> **EXERCISE DESCRIPTION**
Beginning with the line that has "of the yellow", please write out each remaining line of the listing below, word for word.

══ DATA FOR ANALYSIS ══

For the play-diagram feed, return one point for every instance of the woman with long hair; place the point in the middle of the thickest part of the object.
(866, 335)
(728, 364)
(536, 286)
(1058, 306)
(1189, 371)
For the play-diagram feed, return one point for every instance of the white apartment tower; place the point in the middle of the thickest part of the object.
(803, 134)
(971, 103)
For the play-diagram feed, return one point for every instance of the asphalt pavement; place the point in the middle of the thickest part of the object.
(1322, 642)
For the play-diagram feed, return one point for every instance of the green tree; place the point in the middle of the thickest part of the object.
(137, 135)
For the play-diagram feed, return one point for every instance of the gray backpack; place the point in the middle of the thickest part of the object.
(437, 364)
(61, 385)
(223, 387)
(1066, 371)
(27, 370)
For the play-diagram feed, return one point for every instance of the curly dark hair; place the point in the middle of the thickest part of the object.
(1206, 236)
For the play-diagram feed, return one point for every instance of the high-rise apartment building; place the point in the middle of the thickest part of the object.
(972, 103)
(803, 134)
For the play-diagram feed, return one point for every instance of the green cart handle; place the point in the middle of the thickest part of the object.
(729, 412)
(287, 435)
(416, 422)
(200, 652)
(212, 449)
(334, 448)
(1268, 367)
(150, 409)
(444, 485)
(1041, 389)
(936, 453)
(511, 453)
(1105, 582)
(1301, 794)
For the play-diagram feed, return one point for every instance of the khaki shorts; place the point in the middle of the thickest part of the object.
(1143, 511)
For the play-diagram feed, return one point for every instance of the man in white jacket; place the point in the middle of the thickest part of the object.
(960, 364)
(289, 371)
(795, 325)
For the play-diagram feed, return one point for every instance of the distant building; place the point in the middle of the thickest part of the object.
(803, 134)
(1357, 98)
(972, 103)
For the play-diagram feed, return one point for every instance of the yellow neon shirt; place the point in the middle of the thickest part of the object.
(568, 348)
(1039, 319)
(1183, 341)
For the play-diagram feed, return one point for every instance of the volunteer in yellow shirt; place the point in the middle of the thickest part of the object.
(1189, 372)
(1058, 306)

═══

> **SOLUTION TO THIS TASK**
For the play-diagram feed, return one point for every instance of the yellow neon shirt; place the point in the middle of the thickest part of the object.
(568, 348)
(1039, 319)
(1183, 341)
For the play-diagram feed, return one point for every instance of the volunteer in yellow shirt; place the point in the middle of the thickest part of the object.
(1189, 372)
(1058, 306)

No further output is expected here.